Start of TEXT BLOCK

2.8. Comparison of Seed-Based and Leaf-Based RNA-Seq Analyses
This seed-based RNA-Seq analysis shared 66 accessions with the previous leaf-based RNA-Seq analysis [22], allowing for comparisons of various estimations. Thus, pairwise correlations among three burden estimates, two estimates of expressed genes, and RIN values in these 66 samples were examined using linear regression analyses. These correlations will enable a clearer comparison of the informativeness of the estimations. Extra effort was also made to find the shared deleterious variants identified by both analyses, with the results presented in Table S4.
3. Results
3.1. SNP Identification and Annotation
RNA-Seq analysis produced a total of 2643 million sequence reads for 190 soybean samples with an average of 13.6 million mapped sequence reads per sample. SNP calling without indels from the RNA-Seq data identified 58,548 SNPs without missing values (Table 1). These identified SNPs were widely distributed across 20 soybean chromosomes (Figure S1A). Specifically, the SNP count per chromosome ranged from 2341 to 4029, with an average of 2927.4. These SNPs displayed expected L-shape distributions of minor allele frequency (Figure S2A). A majority (56.2%) of the SNPs had low frequencies of 0.05 or smaller, but there were 1344 (or 2.3%) invariant heterozygous SNPs with a minor allele frequency of 0.5.

End of TEXT BLOCK
Start of DATA

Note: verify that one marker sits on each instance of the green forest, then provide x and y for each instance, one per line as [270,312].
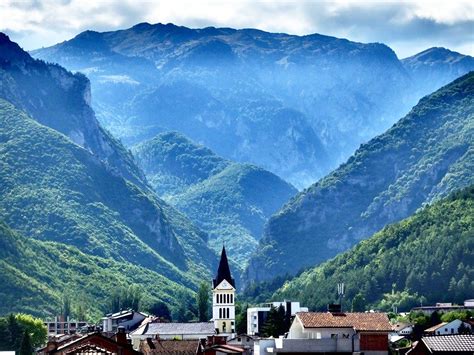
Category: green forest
[424,259]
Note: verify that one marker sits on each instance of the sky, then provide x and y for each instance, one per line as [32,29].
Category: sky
[408,27]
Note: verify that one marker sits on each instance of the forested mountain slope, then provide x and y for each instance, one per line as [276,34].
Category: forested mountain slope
[426,155]
[294,105]
[37,275]
[54,190]
[435,67]
[427,257]
[60,100]
[230,201]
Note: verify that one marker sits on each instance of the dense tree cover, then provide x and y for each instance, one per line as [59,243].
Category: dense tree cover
[21,333]
[276,100]
[229,201]
[61,100]
[423,157]
[426,258]
[53,190]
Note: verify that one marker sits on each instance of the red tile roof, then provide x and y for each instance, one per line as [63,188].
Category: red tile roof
[359,321]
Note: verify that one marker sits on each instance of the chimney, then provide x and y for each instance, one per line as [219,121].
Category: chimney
[51,346]
[334,308]
[121,337]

End of DATA

REQUIRED TASKS:
• a. Answer these questions from the soybean RNA-Seq excerpt:
(i) How many accessions did the seed-based analysis share with the earlier leaf-based analysis?
(ii) How many SNPs without missing values did SNP calling identify?
(iii) What percentage of the SNPs had low frequencies of 0.05 or smaller?
• b. List every table and figure that the soybean RNA-Seq excerpt refers to.
• c. Pick up the soybean RNA-Seq excerpt after its final sentence and continue it for one paragraph.

ANSWERS GIVEN:
• a.
(i) 66
(ii) 58,548
(iii) 56.2%

• b. Table S4, Table 1, Figure S1A, Figure S2A

• c.
VEP-based annotation analyses of the identified SNPs allowed for the classification of SNPs into 16 different classes with the most severe consequences (Table 1). The classes with the most SNPs were synonymous_variant (20,478), missense_variant (19,847), 3_primer_UTR_variant (7068), and 5_primer_UTR_variant (5354). The proportions of synonymous_variant and missense_variants over all the identified SNPs were 0.350 and 0.339, respectively. There were 869 (or 1.5%) loss-of-function SNPs, consisting of stop_gained, stop_lost, stop_retained, splice_acceptor, splice_donor, splice_region, and start_lost variants (Table 1).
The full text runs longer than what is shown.